• _Aim_
Express all of the material below as a two-column CSV with the columns instruction and output. Each row should hold, under instruction, the complete wording that precedes an answer and, under output, that answer, with each field in double quotes and every line break replaced by a space.

• _Dataset rows_
(begin)

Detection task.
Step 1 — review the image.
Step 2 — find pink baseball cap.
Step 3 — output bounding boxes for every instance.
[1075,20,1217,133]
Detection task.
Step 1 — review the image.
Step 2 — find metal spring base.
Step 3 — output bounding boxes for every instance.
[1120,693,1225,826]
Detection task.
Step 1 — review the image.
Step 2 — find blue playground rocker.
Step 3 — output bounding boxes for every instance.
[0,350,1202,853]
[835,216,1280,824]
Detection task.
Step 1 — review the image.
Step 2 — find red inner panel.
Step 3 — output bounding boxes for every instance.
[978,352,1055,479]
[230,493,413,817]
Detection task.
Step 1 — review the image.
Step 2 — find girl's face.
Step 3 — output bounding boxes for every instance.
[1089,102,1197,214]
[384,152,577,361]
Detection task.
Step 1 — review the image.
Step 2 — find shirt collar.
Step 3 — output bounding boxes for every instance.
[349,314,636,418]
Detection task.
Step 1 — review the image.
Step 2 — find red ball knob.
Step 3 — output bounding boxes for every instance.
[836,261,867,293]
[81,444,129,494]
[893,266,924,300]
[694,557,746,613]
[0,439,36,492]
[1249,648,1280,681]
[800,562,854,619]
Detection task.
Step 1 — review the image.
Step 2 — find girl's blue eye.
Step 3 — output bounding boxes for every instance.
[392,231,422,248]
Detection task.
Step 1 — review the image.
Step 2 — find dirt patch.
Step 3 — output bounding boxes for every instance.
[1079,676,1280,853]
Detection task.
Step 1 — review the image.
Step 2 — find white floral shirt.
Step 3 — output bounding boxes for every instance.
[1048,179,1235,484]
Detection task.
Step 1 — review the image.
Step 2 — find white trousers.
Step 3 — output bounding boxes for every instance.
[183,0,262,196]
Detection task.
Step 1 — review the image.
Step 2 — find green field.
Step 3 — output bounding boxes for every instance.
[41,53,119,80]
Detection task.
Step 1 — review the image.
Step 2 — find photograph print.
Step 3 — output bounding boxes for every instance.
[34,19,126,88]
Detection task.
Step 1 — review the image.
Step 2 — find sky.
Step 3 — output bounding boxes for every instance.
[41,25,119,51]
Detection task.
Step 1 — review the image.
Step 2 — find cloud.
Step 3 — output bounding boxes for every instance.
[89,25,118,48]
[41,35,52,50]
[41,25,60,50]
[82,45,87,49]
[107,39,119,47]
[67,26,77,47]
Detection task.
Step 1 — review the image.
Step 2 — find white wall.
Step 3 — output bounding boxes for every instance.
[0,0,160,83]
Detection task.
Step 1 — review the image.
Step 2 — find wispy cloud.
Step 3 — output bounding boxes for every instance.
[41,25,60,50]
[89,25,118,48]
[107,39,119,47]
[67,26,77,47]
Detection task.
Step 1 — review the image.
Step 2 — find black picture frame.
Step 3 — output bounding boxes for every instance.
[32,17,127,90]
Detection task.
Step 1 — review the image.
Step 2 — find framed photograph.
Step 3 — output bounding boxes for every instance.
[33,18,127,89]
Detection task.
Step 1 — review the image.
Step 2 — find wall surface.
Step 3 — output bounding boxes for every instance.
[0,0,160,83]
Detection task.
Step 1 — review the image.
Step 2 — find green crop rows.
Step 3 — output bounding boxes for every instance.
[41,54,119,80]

(end)

• _Response to this task_
instruction,output
"Detection task. Step 1 — review the image. Step 2 — find pink baseball cap. Step 3 — output bounding boxes for every instance.","[1075,20,1217,133]"
"Detection task. Step 1 — review the image. Step 2 — find metal spring base. Step 3 — output bounding boxes for every instance.","[1120,693,1225,826]"
"Detection task. Step 1 — review the image. Step 2 — find blue playground rocker. Step 3 — output bounding boxes for every instance.","[0,350,1202,853] [835,216,1280,824]"
"Detection task. Step 1 — review the image. Step 2 — find red inner panel. Step 3 — output bounding boxes for every instance.","[978,352,1055,479] [230,493,413,817]"
"Detection task. Step 1 — review the image. Step 2 — find girl's face. Step 3 — output bounding boxes for every instance.","[1089,102,1197,214] [384,152,577,361]"
"Detection task. Step 1 — review the image. Step 2 — find shirt collar. Step 3 — output bounding boxes for every instance.","[349,314,636,418]"
"Detection task. Step 1 — review the image. Step 2 — find red ball knob. Step 3 — output bounding boxes for every instance.","[836,261,867,293] [81,444,129,494] [893,266,924,300] [694,557,746,613] [0,439,36,492] [1249,648,1280,681] [800,562,854,619]"
"Detection task. Step 1 — review the image. Step 2 — find girl's blue eye. Step 3 — output bounding boxes for every instance.","[392,231,422,248]"
"Detection task. Step 1 — review the image. Step 2 — find dirt patch. Step 3 — output bounding boxes for every instance.","[1079,676,1280,853]"
"Detection task. Step 1 — review the image. Step 2 — find white floral shirt. Step 3 — output bounding boxes for every instance.","[1048,179,1235,484]"
"Detection task. Step 1 — review the image. Step 2 — find white trousers. Step 3 — output bounding boxes for every instance.","[183,0,262,196]"
"Detection task. Step 1 — review the image. Step 2 — find green field. Step 3 — output bounding boxes for every instance.","[41,53,119,80]"
"Detection task. Step 1 — review the image. Step 2 — find photograph print. Step 3 — output bounding boxes for every instance.","[34,19,126,88]"
"Detection task. Step 1 — review the image. Step 2 — find sky. Step 3 — output bounding boxes for every instance.","[41,25,119,51]"
"Detection task. Step 1 — review the image. Step 2 — find cloud. Step 3 — output bounding boxes for every instance.","[89,25,118,48] [41,35,52,50] [41,25,60,50] [82,45,87,49] [107,39,119,47] [67,26,77,47]"
"Detection task. Step 1 — review the image. Step 2 — find white wall. Step 3 — output bounding boxes for every instance.","[0,0,160,83]"
"Detection task. Step 1 — review the image. Step 2 — find wispy cloud. Step 3 — output bounding boxes for every instance.","[41,25,60,50] [89,25,118,48] [107,39,119,47] [67,26,77,47]"
"Detection task. Step 1 — review the image. Step 2 — find black picture frame. Step 3 — output bounding boxes for every instance.","[32,17,127,90]"
"Detection task. Step 1 — review the image. Step 2 — find framed photograph. Step 3 — output bounding boxes for every instance.","[33,18,127,89]"
"Detection task. Step 1 — review the image. Step 2 — find wall surface. Step 3 — output bounding boxes for every instance.","[0,0,160,83]"
"Detection task. Step 1 — review the image. Step 2 — find green crop rows. Step 3 — output bounding boxes for every instance.","[41,54,119,80]"